Task brief: Exactly the lines from the line that has "of the cluster" through the final line below are to be retyped, and the pictures are not.
==*==
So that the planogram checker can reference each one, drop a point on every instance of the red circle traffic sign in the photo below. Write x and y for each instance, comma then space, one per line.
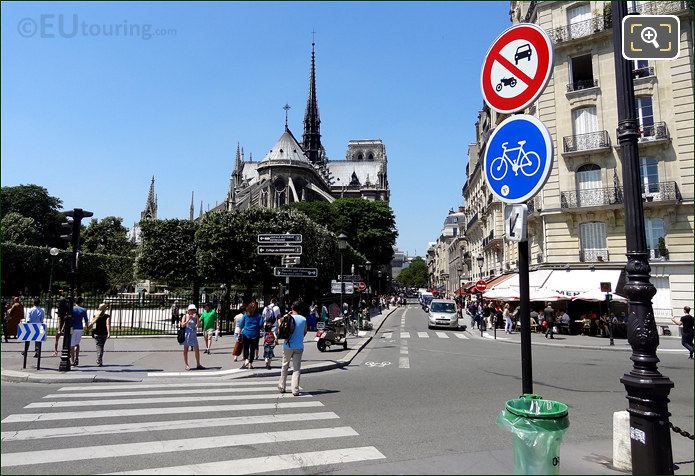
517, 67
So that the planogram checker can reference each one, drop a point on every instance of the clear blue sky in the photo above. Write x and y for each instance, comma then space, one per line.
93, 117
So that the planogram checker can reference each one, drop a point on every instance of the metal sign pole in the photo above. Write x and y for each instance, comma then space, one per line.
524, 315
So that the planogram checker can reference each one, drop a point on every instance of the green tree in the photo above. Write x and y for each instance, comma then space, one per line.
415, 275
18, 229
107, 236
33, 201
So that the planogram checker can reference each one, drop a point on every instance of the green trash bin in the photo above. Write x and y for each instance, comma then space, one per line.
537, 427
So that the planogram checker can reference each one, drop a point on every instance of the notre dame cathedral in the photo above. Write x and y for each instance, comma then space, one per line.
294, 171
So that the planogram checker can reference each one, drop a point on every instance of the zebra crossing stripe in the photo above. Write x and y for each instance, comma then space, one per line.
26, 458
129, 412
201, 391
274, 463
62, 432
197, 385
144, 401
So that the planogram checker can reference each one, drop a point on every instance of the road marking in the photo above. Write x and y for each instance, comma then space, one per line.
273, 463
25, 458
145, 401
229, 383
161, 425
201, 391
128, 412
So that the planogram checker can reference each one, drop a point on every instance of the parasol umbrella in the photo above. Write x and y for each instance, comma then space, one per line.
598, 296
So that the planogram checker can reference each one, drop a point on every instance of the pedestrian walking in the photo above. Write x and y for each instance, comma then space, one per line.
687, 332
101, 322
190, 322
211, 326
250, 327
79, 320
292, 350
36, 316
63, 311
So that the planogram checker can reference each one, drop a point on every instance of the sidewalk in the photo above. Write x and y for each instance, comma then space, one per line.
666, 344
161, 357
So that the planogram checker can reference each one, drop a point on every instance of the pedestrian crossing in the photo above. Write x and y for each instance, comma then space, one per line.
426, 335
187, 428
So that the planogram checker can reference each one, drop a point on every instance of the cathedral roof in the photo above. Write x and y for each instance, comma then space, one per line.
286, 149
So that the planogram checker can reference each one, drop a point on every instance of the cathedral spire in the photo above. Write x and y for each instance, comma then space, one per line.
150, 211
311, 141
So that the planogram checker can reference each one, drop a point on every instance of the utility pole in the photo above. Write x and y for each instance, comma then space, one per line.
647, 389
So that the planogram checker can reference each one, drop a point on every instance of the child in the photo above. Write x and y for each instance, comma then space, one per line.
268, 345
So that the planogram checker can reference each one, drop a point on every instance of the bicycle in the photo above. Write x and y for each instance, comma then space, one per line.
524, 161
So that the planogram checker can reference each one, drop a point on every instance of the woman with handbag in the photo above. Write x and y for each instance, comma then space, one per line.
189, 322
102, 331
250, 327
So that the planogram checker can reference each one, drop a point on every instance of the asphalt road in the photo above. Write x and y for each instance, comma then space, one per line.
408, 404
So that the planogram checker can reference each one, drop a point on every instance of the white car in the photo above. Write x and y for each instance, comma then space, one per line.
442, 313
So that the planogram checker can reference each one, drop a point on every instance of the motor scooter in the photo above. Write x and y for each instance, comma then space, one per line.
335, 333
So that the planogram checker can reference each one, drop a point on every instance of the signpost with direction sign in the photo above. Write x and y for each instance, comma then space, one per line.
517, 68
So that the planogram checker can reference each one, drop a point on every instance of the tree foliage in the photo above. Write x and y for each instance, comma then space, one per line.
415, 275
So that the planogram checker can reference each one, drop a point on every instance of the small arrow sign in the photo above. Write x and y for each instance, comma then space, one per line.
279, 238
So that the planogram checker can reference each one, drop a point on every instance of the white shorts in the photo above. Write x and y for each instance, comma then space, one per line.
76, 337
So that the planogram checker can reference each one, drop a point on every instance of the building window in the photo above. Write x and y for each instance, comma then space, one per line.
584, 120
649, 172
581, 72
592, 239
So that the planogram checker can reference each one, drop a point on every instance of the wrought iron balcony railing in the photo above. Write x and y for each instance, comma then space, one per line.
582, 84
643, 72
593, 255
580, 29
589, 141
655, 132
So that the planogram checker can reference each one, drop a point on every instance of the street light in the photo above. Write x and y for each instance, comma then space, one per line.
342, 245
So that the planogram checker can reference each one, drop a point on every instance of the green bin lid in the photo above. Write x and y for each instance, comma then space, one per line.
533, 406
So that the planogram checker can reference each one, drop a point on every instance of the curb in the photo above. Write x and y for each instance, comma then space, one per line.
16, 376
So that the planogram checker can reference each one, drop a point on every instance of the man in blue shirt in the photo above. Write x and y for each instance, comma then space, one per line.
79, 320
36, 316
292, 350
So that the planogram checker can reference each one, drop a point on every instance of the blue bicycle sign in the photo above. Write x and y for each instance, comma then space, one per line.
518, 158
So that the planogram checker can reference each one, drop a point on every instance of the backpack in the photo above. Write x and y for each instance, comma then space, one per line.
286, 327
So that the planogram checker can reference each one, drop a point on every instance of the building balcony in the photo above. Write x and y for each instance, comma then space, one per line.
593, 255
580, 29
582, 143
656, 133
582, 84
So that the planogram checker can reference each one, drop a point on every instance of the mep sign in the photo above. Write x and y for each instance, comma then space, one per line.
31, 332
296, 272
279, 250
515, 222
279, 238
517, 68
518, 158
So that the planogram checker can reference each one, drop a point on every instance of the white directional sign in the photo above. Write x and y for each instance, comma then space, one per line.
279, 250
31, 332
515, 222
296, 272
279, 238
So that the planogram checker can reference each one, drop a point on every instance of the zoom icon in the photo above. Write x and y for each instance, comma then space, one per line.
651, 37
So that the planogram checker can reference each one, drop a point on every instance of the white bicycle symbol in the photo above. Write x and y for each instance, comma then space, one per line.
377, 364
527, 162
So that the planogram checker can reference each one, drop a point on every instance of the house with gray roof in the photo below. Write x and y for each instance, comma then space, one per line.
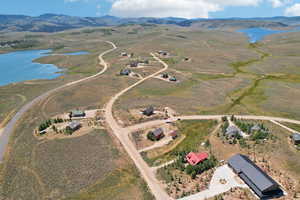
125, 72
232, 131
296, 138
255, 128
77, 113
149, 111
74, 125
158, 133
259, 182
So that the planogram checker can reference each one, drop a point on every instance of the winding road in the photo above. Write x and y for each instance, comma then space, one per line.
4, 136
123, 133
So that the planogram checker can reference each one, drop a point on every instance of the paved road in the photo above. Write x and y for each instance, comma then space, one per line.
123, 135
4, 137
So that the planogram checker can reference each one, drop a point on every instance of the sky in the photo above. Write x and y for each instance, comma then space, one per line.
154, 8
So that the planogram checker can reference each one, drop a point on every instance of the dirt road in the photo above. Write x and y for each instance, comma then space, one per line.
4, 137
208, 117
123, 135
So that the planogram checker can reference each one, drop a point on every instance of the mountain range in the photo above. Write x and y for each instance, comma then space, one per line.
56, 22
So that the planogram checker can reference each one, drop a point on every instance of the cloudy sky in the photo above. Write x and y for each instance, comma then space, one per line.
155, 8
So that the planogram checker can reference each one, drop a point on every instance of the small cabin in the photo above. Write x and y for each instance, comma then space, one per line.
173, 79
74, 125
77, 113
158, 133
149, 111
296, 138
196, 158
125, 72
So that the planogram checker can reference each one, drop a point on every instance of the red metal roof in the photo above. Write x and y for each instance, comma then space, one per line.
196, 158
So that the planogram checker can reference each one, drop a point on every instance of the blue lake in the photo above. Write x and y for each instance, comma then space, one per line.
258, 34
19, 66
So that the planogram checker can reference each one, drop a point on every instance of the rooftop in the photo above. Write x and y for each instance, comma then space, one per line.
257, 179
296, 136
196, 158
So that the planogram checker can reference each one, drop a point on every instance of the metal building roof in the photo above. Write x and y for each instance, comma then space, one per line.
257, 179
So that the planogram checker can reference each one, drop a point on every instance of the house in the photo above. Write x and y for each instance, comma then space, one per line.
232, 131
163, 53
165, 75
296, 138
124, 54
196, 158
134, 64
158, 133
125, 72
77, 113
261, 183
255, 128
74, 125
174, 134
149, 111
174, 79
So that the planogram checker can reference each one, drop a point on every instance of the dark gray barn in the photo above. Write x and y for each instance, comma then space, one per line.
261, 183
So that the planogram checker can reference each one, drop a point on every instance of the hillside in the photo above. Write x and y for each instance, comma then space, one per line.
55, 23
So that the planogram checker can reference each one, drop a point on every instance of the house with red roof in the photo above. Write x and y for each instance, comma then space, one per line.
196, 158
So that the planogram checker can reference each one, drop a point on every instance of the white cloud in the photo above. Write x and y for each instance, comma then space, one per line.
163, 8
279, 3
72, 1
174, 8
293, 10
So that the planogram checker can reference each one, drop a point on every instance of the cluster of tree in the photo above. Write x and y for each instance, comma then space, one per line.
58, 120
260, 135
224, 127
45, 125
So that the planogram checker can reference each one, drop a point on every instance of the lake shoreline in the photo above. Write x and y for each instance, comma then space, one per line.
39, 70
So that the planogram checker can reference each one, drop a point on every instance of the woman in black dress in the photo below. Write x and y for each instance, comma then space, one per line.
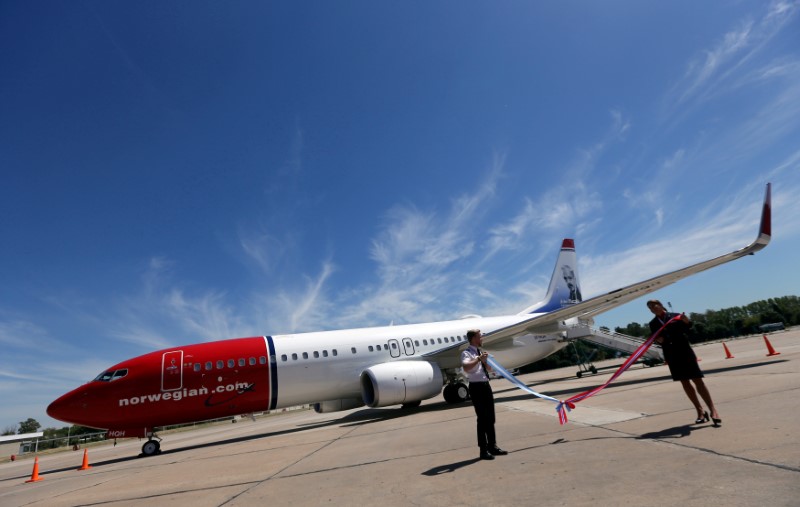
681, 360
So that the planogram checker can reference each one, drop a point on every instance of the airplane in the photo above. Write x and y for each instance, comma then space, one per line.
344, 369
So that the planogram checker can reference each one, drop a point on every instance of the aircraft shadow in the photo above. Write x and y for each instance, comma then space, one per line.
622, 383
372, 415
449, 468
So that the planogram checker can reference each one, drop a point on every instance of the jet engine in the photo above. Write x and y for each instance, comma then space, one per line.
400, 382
==*==
Result for this exercise:
So that the planogram checker can reference each one, drop a point on every instance of the cluster of tree in the photo above. Write x and y for each instance, comma then space, one per line.
58, 120
260, 135
224, 127
45, 125
So that the planogram checker can reference each one, drop a point on every instance of the lake shoreline in the photo above. Write x and y for each instance, comma then space, one per line.
39, 70
So that the planogram checker can reference each one, drop a point on every instance of the woman in black dress in the photo below. Write x and y for each instance, comma then space, one per line.
681, 360
So that the planogram checker can reference each one, drop a point on every instance of the airplane in the photo above. Write x and y for each instance, comma then space, one per line.
344, 369
So that the planogram checker can reference each one, drop a point on every instance of the aircraft shadow in the photo above. Write x and y for each instance, comma then space, one per line.
622, 383
372, 415
449, 468
So that the planogram checker can reference each one, drop a point on every instance of the jet engine in the photo above. Write x and y for each instance, comma then space, one per line.
400, 382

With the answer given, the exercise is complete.